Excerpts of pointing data
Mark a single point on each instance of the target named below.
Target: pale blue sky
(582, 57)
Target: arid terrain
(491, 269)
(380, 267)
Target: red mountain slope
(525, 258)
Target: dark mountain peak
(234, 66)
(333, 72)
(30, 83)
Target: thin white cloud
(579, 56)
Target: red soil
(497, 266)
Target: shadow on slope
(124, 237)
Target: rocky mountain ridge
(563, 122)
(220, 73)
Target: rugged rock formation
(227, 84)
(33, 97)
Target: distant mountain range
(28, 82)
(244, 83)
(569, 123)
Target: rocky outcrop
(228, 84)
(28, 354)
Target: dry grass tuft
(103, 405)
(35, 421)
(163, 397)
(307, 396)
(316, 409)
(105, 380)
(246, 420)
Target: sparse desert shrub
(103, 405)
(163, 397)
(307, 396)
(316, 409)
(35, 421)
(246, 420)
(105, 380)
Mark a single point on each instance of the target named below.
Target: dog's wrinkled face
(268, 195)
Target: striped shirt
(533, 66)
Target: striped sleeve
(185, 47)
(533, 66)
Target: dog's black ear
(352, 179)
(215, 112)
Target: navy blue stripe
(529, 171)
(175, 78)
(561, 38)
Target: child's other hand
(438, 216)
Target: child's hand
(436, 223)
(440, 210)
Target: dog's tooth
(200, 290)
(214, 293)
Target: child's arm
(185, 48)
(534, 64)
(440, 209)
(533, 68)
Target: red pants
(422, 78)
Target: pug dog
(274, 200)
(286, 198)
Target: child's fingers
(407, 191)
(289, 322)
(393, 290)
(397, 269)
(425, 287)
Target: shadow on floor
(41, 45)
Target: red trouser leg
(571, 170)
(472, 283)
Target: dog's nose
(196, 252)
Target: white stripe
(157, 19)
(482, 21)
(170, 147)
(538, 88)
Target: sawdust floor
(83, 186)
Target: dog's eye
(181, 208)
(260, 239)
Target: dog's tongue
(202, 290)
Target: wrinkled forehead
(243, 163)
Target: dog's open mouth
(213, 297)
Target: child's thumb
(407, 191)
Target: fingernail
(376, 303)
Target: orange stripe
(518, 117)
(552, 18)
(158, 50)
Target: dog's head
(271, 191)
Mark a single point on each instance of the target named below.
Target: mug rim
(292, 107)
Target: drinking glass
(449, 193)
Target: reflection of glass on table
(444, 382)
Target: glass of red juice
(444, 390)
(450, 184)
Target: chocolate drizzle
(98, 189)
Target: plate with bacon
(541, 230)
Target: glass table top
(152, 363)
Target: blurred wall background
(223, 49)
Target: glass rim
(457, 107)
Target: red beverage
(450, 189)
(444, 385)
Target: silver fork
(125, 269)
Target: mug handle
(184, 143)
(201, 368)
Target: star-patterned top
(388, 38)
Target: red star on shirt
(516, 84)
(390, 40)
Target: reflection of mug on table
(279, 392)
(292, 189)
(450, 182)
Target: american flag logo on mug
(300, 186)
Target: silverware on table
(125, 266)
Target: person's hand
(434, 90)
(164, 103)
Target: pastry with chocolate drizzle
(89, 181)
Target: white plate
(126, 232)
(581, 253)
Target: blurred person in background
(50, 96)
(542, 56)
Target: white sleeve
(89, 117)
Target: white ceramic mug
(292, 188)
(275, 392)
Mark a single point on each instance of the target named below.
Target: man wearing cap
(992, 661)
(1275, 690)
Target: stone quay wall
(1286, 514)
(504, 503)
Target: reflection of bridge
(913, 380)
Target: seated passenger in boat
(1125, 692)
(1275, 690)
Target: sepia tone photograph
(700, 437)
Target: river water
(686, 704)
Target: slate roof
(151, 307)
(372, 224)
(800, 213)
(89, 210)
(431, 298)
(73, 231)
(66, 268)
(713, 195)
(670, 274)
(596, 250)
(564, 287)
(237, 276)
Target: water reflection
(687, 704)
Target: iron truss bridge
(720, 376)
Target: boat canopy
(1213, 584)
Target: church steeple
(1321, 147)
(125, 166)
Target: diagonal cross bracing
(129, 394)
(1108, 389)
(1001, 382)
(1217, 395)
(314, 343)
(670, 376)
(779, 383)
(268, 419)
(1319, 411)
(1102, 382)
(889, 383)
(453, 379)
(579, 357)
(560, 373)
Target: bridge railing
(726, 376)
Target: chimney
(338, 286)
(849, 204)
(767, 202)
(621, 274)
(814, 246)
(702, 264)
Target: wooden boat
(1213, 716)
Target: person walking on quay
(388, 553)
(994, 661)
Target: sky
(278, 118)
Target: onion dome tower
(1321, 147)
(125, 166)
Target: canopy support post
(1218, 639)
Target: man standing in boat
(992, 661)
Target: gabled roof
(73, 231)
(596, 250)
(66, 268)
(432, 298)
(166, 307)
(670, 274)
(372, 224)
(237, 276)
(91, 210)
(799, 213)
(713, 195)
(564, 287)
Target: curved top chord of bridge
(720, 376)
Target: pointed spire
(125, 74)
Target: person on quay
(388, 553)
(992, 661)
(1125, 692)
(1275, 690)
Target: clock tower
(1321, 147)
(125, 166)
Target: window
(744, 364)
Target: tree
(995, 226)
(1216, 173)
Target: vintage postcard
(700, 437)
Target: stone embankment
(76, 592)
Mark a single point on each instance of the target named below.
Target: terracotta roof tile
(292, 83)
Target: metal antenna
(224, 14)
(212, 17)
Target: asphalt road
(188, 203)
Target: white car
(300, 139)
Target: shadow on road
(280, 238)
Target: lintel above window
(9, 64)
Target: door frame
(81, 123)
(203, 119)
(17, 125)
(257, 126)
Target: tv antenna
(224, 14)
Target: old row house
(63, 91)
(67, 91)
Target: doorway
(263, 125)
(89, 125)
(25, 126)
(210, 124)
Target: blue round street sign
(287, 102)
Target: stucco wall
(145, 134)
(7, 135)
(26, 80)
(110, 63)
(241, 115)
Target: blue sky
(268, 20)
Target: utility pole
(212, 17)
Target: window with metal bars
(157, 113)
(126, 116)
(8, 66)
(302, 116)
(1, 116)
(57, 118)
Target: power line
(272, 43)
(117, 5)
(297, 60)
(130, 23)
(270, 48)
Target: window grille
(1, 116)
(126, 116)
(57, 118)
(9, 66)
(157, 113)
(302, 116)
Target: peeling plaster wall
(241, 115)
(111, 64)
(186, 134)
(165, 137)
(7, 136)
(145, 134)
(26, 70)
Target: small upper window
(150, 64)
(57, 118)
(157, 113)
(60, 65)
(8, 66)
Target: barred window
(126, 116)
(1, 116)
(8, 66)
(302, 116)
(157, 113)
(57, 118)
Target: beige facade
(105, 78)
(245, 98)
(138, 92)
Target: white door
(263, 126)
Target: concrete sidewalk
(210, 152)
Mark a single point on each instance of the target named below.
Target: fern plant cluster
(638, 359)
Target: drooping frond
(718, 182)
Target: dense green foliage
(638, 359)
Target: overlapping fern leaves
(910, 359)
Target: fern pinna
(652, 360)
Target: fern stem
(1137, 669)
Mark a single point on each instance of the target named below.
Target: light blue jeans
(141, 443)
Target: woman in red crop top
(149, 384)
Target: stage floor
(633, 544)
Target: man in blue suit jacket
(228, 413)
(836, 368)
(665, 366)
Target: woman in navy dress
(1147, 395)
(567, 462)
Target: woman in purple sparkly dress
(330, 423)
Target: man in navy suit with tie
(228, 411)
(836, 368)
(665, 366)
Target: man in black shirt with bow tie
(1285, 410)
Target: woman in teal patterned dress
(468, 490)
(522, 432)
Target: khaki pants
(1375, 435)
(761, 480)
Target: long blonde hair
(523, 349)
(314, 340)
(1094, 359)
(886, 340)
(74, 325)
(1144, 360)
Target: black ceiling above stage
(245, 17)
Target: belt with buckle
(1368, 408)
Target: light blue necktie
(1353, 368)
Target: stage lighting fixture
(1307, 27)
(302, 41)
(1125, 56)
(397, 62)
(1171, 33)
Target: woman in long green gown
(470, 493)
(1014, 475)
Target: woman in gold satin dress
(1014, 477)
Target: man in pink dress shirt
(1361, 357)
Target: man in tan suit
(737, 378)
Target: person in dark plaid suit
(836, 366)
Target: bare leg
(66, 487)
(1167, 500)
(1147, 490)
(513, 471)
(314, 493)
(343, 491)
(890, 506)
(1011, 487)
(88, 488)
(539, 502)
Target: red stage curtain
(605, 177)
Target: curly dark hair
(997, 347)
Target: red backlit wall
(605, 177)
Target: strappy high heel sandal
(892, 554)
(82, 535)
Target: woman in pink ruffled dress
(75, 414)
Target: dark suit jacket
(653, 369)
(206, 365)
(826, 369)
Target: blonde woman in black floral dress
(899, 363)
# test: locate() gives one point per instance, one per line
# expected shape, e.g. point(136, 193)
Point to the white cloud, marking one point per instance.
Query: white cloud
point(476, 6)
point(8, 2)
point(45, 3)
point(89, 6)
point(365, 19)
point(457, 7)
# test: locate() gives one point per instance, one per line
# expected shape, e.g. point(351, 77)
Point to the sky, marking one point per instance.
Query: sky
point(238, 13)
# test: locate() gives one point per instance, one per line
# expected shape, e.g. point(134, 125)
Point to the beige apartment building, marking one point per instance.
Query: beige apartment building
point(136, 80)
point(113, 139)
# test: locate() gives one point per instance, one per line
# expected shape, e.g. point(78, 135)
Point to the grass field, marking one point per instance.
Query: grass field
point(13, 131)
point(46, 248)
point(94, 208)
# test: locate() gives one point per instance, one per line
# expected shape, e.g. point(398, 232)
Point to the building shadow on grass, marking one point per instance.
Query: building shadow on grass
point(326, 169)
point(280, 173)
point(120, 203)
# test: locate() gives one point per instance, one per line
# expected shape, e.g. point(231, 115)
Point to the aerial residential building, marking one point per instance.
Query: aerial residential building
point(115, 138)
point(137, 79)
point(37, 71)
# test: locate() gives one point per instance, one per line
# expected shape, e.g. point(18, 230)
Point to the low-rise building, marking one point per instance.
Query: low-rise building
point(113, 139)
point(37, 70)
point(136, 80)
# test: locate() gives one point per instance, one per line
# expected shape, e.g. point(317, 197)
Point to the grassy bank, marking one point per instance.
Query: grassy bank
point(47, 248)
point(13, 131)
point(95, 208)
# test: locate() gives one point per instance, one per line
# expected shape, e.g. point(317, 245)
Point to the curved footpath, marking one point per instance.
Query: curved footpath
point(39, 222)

Exercise brief:
Lines from the one containing "Target: strappy high heel sandal" through the final line are to be given again verbatim, with nothing before or after.

Response below:
Target: strappy high heel sandal
(892, 554)
(82, 535)
Target: woman in pink ruffled dress
(75, 414)
Target: dark suit jacket
(653, 369)
(206, 365)
(826, 369)
Target: blonde woman in black floral dress
(899, 363)
# test: locate() gives one point per instance, one per line
# expected shape, e.g. point(136, 193)
Point to the white cloud, marking one point per instance.
Query: white cloud
point(476, 6)
point(8, 2)
point(45, 3)
point(89, 6)
point(365, 19)
point(457, 7)
# test: locate() gives one point per instance, one per line
# expected shape, e.g. point(351, 77)
Point to the sky, marking one point per instance.
Query: sky
point(238, 13)
# test: locate() gives one point per instance, one per line
# expected shape, e.g. point(134, 125)
Point to the beige apartment building, marking one point per instance.
Query: beige apartment building
point(136, 80)
point(113, 139)
# test: locate() gives one point per instance, one per line
# expected shape, e.g. point(78, 135)
Point to the grass field, marking one point per instance.
Query: grass field
point(13, 131)
point(46, 248)
point(94, 208)
# test: locate() gives one point per instance, one per line
# expected shape, e.g. point(398, 232)
Point to the building shadow on grass, marking one point per instance.
Query: building shadow on grass
point(326, 169)
point(280, 173)
point(120, 203)
# test: locate() gives one point per instance, one per line
# expected shape, e.g. point(231, 115)
Point to the aerial residential building, marking one point per instance.
Query: aerial residential building
point(115, 138)
point(137, 79)
point(37, 71)
# test: locate() gives one point per instance, one per line
# expected shape, e.g. point(18, 230)
Point to the low-rise building, marking one point per instance.
Query: low-rise building
point(113, 139)
point(37, 70)
point(136, 80)
# test: locate() gives one point per instance, one per line
# expected shape, e.g. point(317, 197)
Point to the grassy bank, marking one point per instance.
Query: grassy bank
point(47, 248)
point(13, 131)
point(95, 208)
# test: locate() gives one point per instance, one per line
# expected shape, e.g. point(317, 245)
Point to the curved footpath, marking one point per instance.
Query: curved footpath
point(39, 222)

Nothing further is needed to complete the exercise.